- [Problem requirements]: Tally the lines of the material below that contain the word "instance", matching case exactly, and give only the number.

:::::

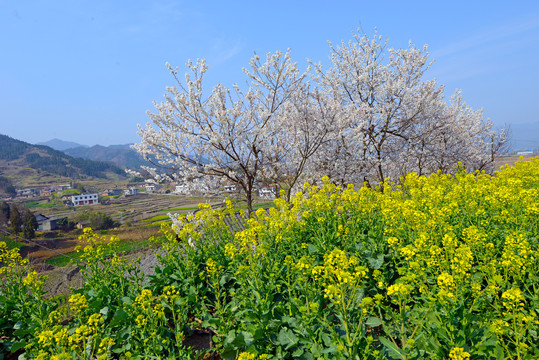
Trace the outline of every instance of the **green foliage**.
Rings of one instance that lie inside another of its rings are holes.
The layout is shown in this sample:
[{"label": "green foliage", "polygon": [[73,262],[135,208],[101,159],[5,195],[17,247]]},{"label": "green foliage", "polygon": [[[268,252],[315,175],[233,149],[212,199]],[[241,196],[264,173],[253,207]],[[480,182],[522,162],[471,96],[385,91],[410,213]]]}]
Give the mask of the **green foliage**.
[{"label": "green foliage", "polygon": [[0,203],[0,226],[6,226],[11,217],[11,209],[5,201]]},{"label": "green foliage", "polygon": [[23,225],[23,219],[19,209],[16,205],[11,207],[11,215],[9,217],[10,229],[13,233],[18,234],[21,231],[21,226]]},{"label": "green foliage", "polygon": [[[0,338],[27,359],[537,359],[538,175],[536,159],[384,192],[325,179],[235,233],[230,202],[201,204],[162,226],[149,279],[85,229],[66,302],[0,243]],[[195,330],[214,348],[187,349]]]},{"label": "green foliage", "polygon": [[11,183],[11,180],[9,180],[5,176],[0,175],[0,193],[2,192],[11,196],[15,196],[17,194],[17,191]]},{"label": "green foliage", "polygon": [[26,211],[24,214],[24,237],[26,239],[33,239],[36,237],[36,230],[38,228],[36,217],[31,211]]}]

:::::

- [Exercise output]: 2